- **Objective**: Only the lines from the one containing "Exercise. Point out the dirt road" to the end of the records should be written out, exactly and with both ends included; pictures are excluded.

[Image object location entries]
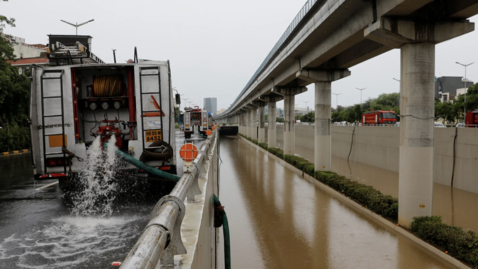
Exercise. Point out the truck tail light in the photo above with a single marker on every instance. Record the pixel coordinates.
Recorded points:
(51, 162)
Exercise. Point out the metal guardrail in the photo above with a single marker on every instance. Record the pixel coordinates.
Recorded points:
(298, 18)
(161, 239)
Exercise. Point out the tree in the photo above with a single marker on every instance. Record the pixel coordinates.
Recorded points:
(471, 101)
(309, 117)
(14, 88)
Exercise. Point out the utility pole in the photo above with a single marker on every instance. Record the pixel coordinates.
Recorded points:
(337, 100)
(399, 90)
(306, 102)
(465, 80)
(76, 25)
(114, 54)
(360, 94)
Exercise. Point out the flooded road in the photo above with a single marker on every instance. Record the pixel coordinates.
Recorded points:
(453, 205)
(279, 220)
(37, 229)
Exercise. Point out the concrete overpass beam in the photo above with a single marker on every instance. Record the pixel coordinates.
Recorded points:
(416, 131)
(313, 76)
(395, 33)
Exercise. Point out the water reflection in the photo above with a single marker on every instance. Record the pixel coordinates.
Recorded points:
(280, 220)
(453, 205)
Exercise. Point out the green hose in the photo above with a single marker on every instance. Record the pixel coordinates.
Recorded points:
(144, 166)
(225, 229)
(227, 243)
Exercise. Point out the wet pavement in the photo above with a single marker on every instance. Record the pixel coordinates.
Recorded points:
(279, 220)
(37, 229)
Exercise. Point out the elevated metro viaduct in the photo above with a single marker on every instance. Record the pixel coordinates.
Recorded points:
(329, 36)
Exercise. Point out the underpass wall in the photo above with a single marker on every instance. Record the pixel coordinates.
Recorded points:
(379, 147)
(199, 235)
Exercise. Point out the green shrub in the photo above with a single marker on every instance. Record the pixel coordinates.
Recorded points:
(460, 244)
(14, 138)
(263, 145)
(309, 170)
(278, 152)
(367, 196)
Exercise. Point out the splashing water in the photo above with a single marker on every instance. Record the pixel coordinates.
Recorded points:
(72, 242)
(97, 186)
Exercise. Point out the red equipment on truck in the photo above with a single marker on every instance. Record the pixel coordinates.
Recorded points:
(379, 117)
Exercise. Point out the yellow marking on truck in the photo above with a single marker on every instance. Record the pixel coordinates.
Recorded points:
(57, 141)
(153, 135)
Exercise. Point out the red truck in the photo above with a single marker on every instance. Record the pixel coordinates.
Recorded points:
(379, 117)
(471, 119)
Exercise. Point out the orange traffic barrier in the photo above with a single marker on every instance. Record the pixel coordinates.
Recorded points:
(188, 152)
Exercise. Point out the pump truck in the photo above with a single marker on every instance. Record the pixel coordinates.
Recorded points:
(71, 105)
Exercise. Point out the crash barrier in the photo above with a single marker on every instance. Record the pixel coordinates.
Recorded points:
(14, 152)
(161, 239)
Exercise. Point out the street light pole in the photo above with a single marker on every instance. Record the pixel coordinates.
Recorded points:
(465, 80)
(337, 100)
(360, 94)
(76, 25)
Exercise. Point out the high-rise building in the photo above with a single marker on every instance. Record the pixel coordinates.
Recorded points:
(210, 104)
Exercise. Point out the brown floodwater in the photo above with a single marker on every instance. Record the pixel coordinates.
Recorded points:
(279, 220)
(455, 206)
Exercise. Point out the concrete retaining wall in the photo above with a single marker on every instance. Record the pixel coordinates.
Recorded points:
(379, 147)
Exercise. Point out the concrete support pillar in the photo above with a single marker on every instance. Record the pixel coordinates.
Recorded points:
(271, 124)
(323, 115)
(289, 123)
(323, 99)
(248, 122)
(241, 131)
(416, 131)
(253, 123)
(262, 119)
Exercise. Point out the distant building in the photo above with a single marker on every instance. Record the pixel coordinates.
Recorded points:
(299, 111)
(446, 87)
(27, 54)
(210, 104)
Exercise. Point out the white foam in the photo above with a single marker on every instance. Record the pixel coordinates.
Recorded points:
(70, 241)
(97, 180)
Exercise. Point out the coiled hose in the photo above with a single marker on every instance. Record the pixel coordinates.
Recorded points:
(106, 86)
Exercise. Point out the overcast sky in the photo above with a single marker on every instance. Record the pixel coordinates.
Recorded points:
(214, 46)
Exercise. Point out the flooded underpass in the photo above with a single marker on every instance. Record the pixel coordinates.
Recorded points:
(279, 220)
(452, 204)
(39, 230)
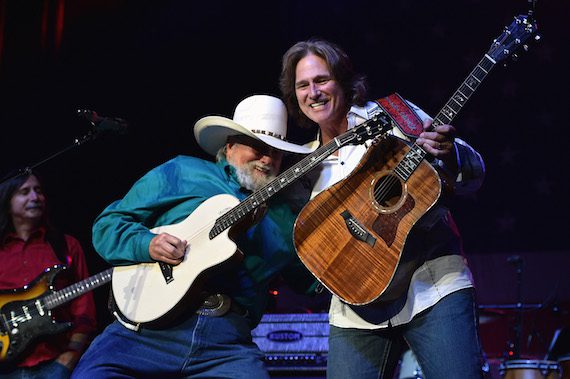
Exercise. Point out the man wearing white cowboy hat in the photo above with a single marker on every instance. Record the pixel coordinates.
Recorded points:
(213, 340)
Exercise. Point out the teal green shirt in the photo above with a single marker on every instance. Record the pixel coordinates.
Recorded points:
(169, 193)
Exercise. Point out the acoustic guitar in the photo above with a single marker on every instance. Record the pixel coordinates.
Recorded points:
(352, 235)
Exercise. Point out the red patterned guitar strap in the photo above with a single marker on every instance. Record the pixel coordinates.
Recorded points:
(405, 118)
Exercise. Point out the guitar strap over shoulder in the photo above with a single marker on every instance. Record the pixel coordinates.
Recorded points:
(402, 114)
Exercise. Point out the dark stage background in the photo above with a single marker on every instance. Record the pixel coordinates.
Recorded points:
(162, 65)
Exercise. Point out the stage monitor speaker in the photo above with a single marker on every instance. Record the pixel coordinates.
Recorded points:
(293, 341)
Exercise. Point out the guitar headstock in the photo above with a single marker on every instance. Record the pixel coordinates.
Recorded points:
(513, 38)
(378, 125)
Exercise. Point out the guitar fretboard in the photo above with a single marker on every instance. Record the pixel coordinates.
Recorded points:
(375, 126)
(416, 154)
(75, 290)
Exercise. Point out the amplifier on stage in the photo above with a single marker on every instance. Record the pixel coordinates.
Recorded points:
(293, 341)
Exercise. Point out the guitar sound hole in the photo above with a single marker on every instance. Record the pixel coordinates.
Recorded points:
(388, 191)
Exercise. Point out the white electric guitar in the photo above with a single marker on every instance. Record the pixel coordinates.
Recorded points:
(156, 293)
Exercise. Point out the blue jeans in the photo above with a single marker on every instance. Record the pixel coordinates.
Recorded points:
(200, 347)
(47, 370)
(444, 339)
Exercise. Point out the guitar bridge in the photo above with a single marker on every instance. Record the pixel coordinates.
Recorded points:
(357, 230)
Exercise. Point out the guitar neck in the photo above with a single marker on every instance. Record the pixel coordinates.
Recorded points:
(75, 290)
(367, 130)
(416, 155)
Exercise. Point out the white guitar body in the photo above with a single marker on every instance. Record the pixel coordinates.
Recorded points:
(141, 292)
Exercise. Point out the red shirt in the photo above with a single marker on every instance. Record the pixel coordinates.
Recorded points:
(23, 261)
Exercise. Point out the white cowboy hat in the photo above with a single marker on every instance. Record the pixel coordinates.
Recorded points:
(261, 117)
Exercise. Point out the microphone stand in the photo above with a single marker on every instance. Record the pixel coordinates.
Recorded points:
(91, 135)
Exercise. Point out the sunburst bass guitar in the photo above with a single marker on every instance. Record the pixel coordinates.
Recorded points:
(26, 313)
(351, 236)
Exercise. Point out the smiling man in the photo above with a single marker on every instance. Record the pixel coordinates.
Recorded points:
(436, 316)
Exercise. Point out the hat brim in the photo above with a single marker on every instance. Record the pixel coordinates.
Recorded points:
(212, 132)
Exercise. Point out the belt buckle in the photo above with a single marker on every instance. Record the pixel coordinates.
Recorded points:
(215, 305)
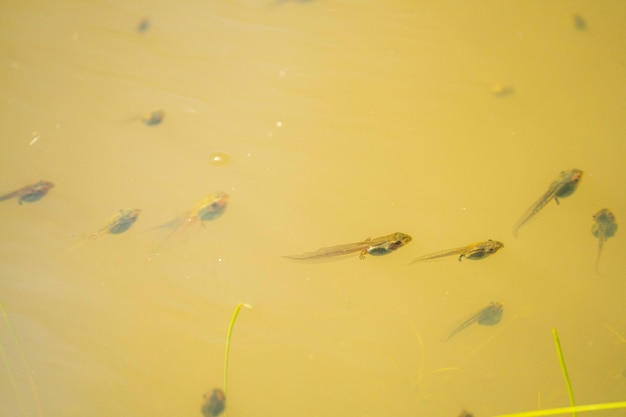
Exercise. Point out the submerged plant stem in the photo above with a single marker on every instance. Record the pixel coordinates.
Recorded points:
(568, 384)
(228, 336)
(564, 410)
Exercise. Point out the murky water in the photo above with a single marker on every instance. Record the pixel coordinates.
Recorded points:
(333, 121)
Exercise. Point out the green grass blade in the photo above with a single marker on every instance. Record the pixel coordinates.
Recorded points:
(565, 410)
(568, 384)
(228, 337)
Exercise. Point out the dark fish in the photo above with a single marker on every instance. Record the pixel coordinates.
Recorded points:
(376, 247)
(488, 316)
(604, 227)
(29, 193)
(562, 187)
(214, 403)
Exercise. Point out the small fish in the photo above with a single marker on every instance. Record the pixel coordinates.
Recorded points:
(375, 247)
(475, 251)
(118, 224)
(214, 403)
(29, 193)
(149, 119)
(209, 208)
(488, 316)
(563, 187)
(604, 227)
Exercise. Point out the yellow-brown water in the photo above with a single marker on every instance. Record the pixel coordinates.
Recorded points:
(336, 121)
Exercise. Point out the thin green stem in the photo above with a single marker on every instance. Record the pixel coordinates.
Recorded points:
(228, 337)
(565, 410)
(568, 384)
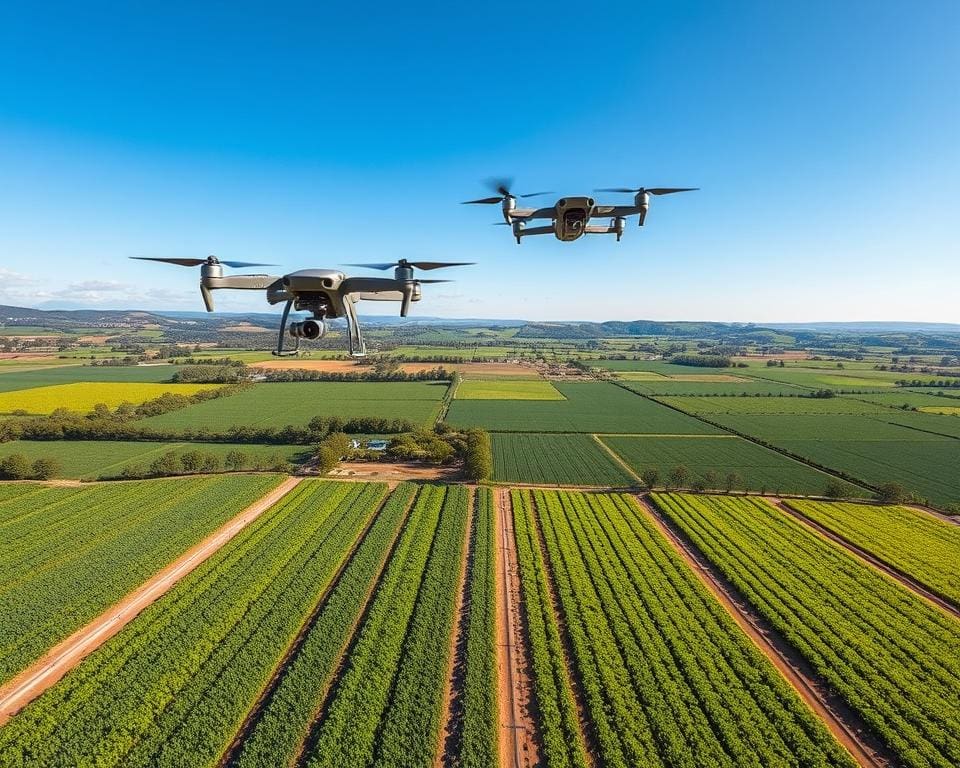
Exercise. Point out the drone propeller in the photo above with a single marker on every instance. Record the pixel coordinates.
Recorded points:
(404, 264)
(502, 188)
(650, 190)
(199, 262)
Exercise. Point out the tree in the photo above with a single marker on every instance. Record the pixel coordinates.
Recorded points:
(679, 476)
(44, 468)
(892, 493)
(836, 489)
(650, 477)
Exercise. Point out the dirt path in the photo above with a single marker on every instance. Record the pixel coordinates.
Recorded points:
(845, 725)
(518, 745)
(67, 654)
(451, 719)
(861, 554)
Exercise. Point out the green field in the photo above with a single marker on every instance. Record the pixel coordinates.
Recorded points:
(83, 396)
(516, 389)
(90, 459)
(589, 407)
(628, 603)
(891, 656)
(759, 468)
(277, 405)
(914, 542)
(555, 460)
(66, 554)
(67, 374)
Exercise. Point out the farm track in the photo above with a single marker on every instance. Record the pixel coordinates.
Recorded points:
(870, 559)
(579, 697)
(453, 694)
(517, 733)
(845, 724)
(256, 710)
(66, 655)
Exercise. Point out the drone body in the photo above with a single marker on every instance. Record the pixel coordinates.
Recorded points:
(327, 294)
(570, 217)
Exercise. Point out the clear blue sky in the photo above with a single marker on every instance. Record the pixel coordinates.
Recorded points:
(825, 137)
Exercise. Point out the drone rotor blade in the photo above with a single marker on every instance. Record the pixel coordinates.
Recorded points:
(180, 262)
(483, 201)
(246, 264)
(439, 264)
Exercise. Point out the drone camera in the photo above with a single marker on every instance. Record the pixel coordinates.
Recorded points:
(308, 329)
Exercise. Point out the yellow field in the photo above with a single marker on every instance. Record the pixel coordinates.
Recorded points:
(523, 389)
(83, 396)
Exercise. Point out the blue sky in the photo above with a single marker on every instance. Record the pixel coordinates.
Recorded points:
(824, 137)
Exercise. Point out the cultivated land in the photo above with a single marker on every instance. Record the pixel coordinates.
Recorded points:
(589, 407)
(91, 459)
(758, 468)
(68, 553)
(892, 656)
(520, 389)
(555, 460)
(83, 396)
(280, 404)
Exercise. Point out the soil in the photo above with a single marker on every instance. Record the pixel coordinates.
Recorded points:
(66, 655)
(845, 725)
(518, 736)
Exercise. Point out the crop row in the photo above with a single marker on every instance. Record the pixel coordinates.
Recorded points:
(478, 739)
(386, 705)
(668, 678)
(560, 459)
(561, 741)
(894, 659)
(67, 554)
(173, 687)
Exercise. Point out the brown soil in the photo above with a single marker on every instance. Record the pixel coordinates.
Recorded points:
(451, 721)
(348, 366)
(845, 725)
(392, 473)
(63, 657)
(862, 554)
(518, 734)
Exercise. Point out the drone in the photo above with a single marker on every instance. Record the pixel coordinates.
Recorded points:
(325, 293)
(570, 216)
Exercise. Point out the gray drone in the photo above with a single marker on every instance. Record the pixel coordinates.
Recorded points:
(325, 293)
(570, 216)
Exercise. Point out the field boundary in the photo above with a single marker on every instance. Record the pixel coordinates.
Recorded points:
(845, 724)
(902, 578)
(67, 654)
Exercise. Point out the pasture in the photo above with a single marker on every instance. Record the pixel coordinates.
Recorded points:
(589, 407)
(555, 460)
(521, 389)
(83, 396)
(281, 404)
(759, 468)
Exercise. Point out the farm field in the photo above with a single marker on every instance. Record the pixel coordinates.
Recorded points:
(890, 655)
(813, 406)
(174, 685)
(589, 407)
(83, 396)
(915, 543)
(66, 554)
(625, 599)
(68, 374)
(521, 389)
(758, 468)
(92, 459)
(281, 404)
(553, 459)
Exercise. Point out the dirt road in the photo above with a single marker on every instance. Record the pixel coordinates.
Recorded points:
(63, 657)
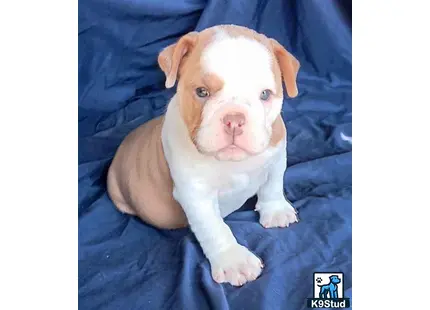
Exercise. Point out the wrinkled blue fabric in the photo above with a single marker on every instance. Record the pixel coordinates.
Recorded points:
(126, 264)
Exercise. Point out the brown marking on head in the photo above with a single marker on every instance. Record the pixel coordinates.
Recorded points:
(182, 61)
(278, 131)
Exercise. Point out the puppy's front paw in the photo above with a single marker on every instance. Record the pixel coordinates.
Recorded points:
(237, 265)
(277, 214)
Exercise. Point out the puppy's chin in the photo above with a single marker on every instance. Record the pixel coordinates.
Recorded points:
(231, 153)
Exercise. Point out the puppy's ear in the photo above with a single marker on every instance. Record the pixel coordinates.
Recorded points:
(289, 67)
(170, 58)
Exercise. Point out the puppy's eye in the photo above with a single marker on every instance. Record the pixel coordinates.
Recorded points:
(265, 95)
(202, 92)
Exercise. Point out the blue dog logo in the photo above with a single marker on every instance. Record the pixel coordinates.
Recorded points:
(329, 289)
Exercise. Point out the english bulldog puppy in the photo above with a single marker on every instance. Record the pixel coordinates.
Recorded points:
(221, 141)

- **Output for this task**:
Exercise. Point out the dirt road in the photo above with a single marker on every instance. Record the pixel coordinates.
Recorded points:
(63, 657)
Exercise. Point out the wrinkled blue fabric in the photo above with a single marker on every instance. Record the pixel coordinates.
Recorded points:
(126, 264)
Exercise. Point out the brown marking on head in the photo above with a single marker on every instance. Record the pixel coordinates.
Recorded points:
(182, 61)
(278, 131)
Exercise. Point out the puppy's front paw in the photo above with a single marker on every instance. Record the pixel coordinates.
Recorded points:
(237, 265)
(277, 214)
Exercise. Point out the puppy's chin in the photo above with a single marker on every instance. Record the pixel coordinates.
Recorded points:
(231, 153)
Exercise. Point out the puppy's ear in the photo above with a single marker on every instance. Record the pixel coordinates.
Recorded points:
(289, 67)
(170, 58)
Exercise. Point out the puppy's eye in the photo above with a single marker on every instance. Record the pixel coordinates.
Recorded points:
(265, 95)
(202, 92)
Exercise. Point out the blue dog logo in the photo above with a single marker on every instance. Record the pixel coordinates.
Recorded points:
(329, 289)
Exercise. Point out the english bulldog puppy in the photo above with a single marker on every instance. Record the pixel coordinates.
Recorded points:
(221, 141)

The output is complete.